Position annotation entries

──────

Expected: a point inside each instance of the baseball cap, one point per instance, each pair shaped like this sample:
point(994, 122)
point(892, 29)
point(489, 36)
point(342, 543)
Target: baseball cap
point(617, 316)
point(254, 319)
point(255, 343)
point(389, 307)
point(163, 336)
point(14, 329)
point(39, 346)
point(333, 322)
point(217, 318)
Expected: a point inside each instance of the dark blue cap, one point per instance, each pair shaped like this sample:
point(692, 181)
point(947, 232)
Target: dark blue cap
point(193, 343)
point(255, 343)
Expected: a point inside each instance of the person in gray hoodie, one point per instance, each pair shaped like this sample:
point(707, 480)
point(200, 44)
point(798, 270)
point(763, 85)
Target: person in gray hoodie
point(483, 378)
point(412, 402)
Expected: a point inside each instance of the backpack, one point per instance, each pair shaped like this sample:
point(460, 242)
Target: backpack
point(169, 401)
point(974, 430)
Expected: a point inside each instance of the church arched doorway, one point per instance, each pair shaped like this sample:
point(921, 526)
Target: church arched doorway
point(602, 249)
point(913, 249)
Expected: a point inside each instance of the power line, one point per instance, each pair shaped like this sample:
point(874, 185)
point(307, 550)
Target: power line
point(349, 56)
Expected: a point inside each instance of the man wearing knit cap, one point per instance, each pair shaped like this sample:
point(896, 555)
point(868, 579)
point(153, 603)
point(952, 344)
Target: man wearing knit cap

──────

### Short exercise
Set out every line of the entries above as a JSON list of strings, one string per line, with blank lines omitted.

### Worked answer
[
  "Expected: a point inside each instance of the baseball cap, one point per instance, each pair shaped like this sample:",
  "point(994, 122)",
  "point(892, 29)",
  "point(489, 36)",
  "point(342, 543)",
  "Target: baseball cap",
  "point(617, 316)",
  "point(254, 319)",
  "point(255, 343)",
  "point(389, 307)",
  "point(163, 336)",
  "point(14, 329)",
  "point(39, 346)",
  "point(333, 322)",
  "point(217, 318)",
  "Expected: a point inside each instance of the dark blue cap, one point per instance, each pair shaped like this sample:",
  "point(692, 181)",
  "point(947, 232)",
  "Target: dark blue cap",
  "point(193, 343)",
  "point(255, 343)",
  "Expected: a point inside each instance of the person in gray hoodie, one point per instance, each pair shaped like this sample:",
  "point(707, 480)",
  "point(200, 44)",
  "point(798, 270)",
  "point(763, 85)",
  "Target: person in gray hoodie",
  "point(483, 378)",
  "point(412, 402)",
  "Expected: a point inside each instance of the backpack, one point per instance, each pair shaped like this sample:",
  "point(460, 242)",
  "Target: backpack",
  "point(169, 401)",
  "point(974, 430)",
  "Expected: a point inside each instance of the church arched doorway, one point per instance, each pair shaped like this sample:",
  "point(921, 526)",
  "Target: church arched doorway",
  "point(602, 249)",
  "point(913, 249)",
  "Expected: a point inside each instance of the power line, one point per instance, each pair shaped like this sample:",
  "point(874, 185)",
  "point(307, 550)",
  "Target: power line",
  "point(349, 56)",
  "Expected: a point inside each instance of the man wearing knit cap, one point per instance, each pair shaped like this sample:",
  "point(896, 555)",
  "point(868, 579)",
  "point(153, 603)",
  "point(952, 344)",
  "Target: man wearing knit cap"
]